I’m content with my showing.  Sure, it’s only 4 books, but two of them were rather long.  And the most important thing is, I finished all my library books, so I can take them back now and get NEW library books (though not too many more as I owe Kelly lots of reviews for Edge of the Forest).

I do believe this is supposed to be my last post today; so I’ll just say stay tuned.  Tomorrow I will be bringing you the Pirate Reading Challenge.

48 Hr Book Challenge #4: The Various, Steve Augarde

When Midge’s mother goes on a tour with the London Philharmonic, she sends Midge to Mill Farm to stay with her Uncle Brian.  There, Midge finds an injured flying horse named Pegs.  As she helps Pegs, she is drawn into a world of small and magical people called “The Various.”  The Various live in the woods near her Uncle’s farm, and their livelihood is threatened both by the barrenness of the land and the possibility of the forest’s destruction.

To say much more about the plot of The Various would be, I think, to give away too much.  This is a fun book, aimed at middle grade students and those a little younger (grades 5 – 7 according to School Library Journal and ages 9 – 12 according to Amazon).  It holds up well for anyone who likes fairy stories, though, I think.  It was interesting to read this right after Wildwood Dancing, as it handles a similar topic (the entry of a young girl into the world of fairies) but gives it a very different treatment (more modern, mostly).  

I enjoyed The Various and would recommend it to anyone fond of fantasy, especially the child-enters-secret-world genre.  (If that wasn’t officially a genre before, I’ve just declared it one now.)  I could see giving this to a child who was in fifth grade, giving the same child Wildwood Dancing when she was in seventh or eight grade, and then handing her Tithe once she got to high school.

(Stats Below Are For the Whole Challenge, Not Just This Book)
Books Read: 4
Pages Read: 1243
Time Spent Reading/Reviewing: 18 hrs

****

This will probably be my last book of the challenge, as I don’t think I can finish another book of the appropriate level/length in the next slightly-less-than-an-hour.

48 Hr Book Challenge #3: Wildwood Dancing, Juliet Marillier

Wildwood Dancing is a fairytale lover’s dream: familiar tales, retold and mixed with folklore, creating a new and entrancing story.  In this combination of The Twelve Dancing Princesses, The Frog Prince, and various eastern European folktales, 15 year old Jenica finds herself trying to manage her father’s estate as he goes to the shore to recover from grave illness.  Her cousin Cezar quickly appoints himself master of the estate, and sets about restricting the activities of Jena and her four sisters, as well as seeking his revenge on the folk of the wildwood, whom he blames for his brother’s death ten years ago.

The use of familiar stories in Wildwood Dancing is refreshing: Marillier takes care to make the stories recognizable but not predictable.  At several points I thought I saw where the story was going and every time I was a little right and a little wrong.  This is how a book should be: we get the thrill of having figured it out, without the boredom that comes with a more predictable story.  Wildwood Dancing is not only strong in its use of traditional tales, but also in its creation of characters.  The five sisters of Piscul Dracului are five different girls, each with her own whole personality.  At the same time, while Jena is “the sensible one” and Tati is “the pretty one” and Paula is “the smart one,” these girls are not pigeonholed by these roles.

(Excerpted records)
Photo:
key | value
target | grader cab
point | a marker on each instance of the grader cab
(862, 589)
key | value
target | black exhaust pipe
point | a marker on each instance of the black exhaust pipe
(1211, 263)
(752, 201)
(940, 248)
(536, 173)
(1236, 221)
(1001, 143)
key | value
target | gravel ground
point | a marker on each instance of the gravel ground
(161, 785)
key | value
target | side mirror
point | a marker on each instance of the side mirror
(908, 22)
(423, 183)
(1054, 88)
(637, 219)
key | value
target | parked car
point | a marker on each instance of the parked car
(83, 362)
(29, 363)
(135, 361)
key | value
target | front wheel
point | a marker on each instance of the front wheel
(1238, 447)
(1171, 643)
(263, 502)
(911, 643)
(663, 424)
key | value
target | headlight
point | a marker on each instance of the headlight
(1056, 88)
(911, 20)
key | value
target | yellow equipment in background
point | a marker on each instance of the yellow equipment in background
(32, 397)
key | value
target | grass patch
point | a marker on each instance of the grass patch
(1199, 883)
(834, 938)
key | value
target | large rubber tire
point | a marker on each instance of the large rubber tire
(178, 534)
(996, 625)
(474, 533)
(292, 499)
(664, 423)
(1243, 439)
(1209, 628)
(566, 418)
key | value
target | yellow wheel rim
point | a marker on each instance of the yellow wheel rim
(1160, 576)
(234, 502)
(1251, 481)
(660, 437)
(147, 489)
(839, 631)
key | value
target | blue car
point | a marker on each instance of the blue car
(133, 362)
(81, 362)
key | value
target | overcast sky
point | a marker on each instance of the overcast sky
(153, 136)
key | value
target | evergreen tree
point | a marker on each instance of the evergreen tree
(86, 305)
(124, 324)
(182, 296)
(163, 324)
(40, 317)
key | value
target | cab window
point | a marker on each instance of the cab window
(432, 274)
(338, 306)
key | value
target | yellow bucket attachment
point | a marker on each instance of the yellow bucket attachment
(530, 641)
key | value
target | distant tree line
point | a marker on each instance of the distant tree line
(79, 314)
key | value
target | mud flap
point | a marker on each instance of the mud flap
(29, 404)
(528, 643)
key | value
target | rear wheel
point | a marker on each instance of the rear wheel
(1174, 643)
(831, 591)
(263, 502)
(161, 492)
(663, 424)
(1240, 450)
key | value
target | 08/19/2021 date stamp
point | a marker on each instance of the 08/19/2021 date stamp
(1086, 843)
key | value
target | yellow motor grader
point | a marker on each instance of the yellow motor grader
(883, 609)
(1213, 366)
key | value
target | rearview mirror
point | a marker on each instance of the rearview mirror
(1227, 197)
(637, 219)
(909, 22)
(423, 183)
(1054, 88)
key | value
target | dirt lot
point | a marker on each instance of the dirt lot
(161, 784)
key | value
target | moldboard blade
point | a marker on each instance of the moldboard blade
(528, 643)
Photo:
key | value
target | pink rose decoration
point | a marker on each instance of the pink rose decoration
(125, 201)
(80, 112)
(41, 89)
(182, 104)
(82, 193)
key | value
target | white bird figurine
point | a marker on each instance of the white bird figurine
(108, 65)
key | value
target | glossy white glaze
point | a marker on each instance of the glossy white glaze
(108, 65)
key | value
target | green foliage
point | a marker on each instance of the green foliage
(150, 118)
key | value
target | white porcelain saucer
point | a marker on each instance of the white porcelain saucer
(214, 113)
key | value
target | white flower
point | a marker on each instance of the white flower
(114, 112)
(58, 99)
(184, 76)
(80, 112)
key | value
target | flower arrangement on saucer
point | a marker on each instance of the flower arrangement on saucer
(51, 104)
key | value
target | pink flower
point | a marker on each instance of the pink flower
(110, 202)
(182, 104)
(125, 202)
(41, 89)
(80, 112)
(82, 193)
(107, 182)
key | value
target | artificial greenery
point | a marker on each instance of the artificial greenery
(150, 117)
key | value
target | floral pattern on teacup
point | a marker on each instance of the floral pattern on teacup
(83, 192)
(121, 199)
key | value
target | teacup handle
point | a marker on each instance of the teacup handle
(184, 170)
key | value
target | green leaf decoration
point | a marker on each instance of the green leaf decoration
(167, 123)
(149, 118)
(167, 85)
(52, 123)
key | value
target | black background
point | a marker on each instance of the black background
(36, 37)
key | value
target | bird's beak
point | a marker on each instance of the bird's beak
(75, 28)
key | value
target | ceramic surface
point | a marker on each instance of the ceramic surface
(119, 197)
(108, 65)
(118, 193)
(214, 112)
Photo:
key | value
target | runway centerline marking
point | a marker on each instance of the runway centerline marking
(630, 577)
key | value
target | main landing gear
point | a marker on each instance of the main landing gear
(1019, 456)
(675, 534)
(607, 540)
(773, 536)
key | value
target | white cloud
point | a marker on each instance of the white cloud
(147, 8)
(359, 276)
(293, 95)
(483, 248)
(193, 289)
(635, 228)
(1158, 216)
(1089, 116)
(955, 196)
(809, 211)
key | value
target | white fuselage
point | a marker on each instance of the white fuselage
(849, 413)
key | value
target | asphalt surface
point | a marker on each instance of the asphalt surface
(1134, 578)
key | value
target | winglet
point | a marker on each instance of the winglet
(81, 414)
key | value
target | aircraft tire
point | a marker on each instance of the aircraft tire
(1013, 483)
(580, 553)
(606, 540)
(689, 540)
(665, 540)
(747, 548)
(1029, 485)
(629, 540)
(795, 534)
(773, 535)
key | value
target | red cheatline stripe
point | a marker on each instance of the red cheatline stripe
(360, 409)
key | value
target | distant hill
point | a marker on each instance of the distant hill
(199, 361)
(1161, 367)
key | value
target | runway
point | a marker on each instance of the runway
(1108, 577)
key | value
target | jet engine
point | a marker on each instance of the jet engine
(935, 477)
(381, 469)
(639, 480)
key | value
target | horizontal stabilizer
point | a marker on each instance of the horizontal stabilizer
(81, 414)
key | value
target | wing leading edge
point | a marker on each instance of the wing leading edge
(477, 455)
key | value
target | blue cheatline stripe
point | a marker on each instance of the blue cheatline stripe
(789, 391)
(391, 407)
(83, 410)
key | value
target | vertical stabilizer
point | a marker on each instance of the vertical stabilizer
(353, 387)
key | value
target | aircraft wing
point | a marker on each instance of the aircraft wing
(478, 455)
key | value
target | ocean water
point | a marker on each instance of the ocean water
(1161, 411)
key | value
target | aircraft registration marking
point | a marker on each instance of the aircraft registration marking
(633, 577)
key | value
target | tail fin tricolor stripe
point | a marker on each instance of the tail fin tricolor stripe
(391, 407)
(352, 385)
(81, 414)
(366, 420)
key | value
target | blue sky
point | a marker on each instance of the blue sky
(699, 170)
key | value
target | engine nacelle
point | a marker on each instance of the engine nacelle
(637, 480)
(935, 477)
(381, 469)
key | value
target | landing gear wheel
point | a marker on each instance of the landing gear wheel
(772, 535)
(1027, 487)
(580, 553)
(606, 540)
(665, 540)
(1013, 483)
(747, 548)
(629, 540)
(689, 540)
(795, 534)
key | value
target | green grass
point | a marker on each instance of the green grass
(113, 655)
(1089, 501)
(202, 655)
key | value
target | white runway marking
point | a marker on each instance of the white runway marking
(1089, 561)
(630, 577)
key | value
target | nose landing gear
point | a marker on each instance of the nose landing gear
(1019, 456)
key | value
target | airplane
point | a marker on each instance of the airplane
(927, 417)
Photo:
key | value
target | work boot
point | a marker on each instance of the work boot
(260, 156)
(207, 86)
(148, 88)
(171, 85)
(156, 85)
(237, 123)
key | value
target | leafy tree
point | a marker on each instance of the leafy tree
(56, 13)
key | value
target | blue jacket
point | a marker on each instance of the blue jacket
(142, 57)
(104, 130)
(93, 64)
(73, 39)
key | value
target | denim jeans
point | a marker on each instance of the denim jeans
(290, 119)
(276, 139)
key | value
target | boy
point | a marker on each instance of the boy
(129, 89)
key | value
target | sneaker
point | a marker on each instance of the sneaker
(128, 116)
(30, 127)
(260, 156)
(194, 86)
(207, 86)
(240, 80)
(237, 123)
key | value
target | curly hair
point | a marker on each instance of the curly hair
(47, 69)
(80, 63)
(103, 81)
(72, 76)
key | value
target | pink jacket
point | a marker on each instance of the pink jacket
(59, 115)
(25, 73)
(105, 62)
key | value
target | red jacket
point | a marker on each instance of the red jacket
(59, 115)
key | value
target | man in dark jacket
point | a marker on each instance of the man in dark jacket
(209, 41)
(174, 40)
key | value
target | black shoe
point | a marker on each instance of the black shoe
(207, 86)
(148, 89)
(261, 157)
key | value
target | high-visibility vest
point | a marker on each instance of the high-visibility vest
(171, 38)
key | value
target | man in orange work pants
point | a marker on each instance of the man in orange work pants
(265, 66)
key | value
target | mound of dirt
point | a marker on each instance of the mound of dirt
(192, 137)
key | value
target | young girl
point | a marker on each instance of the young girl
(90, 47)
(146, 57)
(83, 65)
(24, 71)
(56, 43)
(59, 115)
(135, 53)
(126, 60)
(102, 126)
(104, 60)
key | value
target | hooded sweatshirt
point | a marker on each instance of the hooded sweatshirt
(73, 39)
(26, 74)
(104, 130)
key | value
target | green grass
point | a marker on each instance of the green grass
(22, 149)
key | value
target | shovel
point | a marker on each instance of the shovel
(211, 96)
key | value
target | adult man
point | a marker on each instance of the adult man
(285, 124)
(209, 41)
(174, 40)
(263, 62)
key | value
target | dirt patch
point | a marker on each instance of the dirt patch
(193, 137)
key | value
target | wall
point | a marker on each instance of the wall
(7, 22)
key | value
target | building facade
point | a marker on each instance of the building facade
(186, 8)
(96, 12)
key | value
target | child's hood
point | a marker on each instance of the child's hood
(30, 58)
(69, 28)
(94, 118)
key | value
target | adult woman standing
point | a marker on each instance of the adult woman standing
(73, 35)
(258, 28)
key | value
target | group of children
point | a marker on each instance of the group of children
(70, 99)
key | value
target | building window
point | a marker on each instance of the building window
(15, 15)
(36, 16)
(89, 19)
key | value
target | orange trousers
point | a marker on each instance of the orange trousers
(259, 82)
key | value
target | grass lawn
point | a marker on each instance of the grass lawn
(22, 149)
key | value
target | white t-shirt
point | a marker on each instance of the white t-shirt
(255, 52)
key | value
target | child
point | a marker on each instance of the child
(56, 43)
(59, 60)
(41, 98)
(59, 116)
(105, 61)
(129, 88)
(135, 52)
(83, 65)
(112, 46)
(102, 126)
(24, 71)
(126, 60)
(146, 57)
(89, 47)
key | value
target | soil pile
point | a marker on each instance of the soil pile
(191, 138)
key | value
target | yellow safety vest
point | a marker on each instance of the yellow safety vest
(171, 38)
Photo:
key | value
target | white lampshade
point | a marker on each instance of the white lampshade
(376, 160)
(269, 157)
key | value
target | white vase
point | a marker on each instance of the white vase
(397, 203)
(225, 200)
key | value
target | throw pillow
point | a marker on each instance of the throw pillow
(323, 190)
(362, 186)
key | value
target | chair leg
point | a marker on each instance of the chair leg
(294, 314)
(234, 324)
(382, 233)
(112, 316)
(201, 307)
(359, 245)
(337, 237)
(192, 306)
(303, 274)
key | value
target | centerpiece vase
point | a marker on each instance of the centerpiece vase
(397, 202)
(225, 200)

(Problems and tasks)
(a) Retype the part of the reading challenge post starting with "I do believe" and going on through "the forest’s destruction.".
(b) Answer these questions from the reading challenge post, one per line.
(i) Whom does Midge stay with at Mill Farm?
(ii) How many pages were read over the whole challenge?
(iii) How old is Jenica?
(c) Supply what comes next in the reading challenge post after its final sentence.
The listing is separate material, apart from the reading challenge post.

(Solved problems)
(a)
I do believe this is supposed to be my last post today; so I’ll just say stay tuned.  Tomorrow I will be bringing you the Pirate Reading Challenge.

48 Hr Book Challenge #4: The Various, Steve Augarde

When Midge’s mother goes on a tour with the London Philharmonic, she sends Midge to Mill Farm to stay with her Uncle Brian.  There, Midge finds an injured flying horse named Pegs.  As she helps Pegs, she is drawn into a world of small and magical people called “The Various.”  The Various live in the woods near her Uncle’s farm, and their livelihood is threatened both by the barrenness of the land and the possibility of the forest’s destruction.

(b)
(i) Her Uncle Brian
(ii) 1243
(iii) 15

(c)
Wildwood Dancing reminded me of Holly Black’s Tithe, which is odd because the moods of the two books have nothing in common.  I think it was just the notion of teenaged girls interacting with faeries that made the connection in my mind.  Still, there is a spiritual connection between them, somehow, and I feel that fans of one would certainly enjoy the other.

(Stats Below Are For the Whole Challenge, Not Just This Book)
Books Read: 3
Pages Read: 795
Time Spent Reading/Reviewing: 11 hrs

48 Hr Book Challenge #2: Jack Sparrow – The Coming Storm, Rob Kidd

I found myself stuck at Barnes and Noble tonight while waiting to meet my family for dinner, so I sat down and read for a spell.  While The Coming Storm doesn’t meet MotherReader’s 200 page guideline, Amazon says it’s for ages 9 – 12, which is close enough to the 5th grade range that I’m going to go on and count it.

The Coming Storm is a quick read, and fun.  As a self-appointed Captain Jack Sparrow expert and enthusiast, I’m rather picky about folks getting him right.  Rob Kidd does an admirable job here, capturing Captain Jack’s voice and mannerisms so well that I actually pictured a 21 Jump Street-era Johnny Depp acting them out.  The book is very clearly part of a series, and while it could stand alone, there’s no reason you’d want it to.  It has its own arc and ties in with a larger storyline as well.  The book “sets up” familiar characters from the movies, including both Tia Dalma and Davy Jones.  Jack’s desire early on seems to be to rid the world of pirates, or so he tells his crew, and I’m interested to see if the other books explain his apparent distaste for his future profession.

(Stats Below Are For the Whole Challenge, Not Just This Book)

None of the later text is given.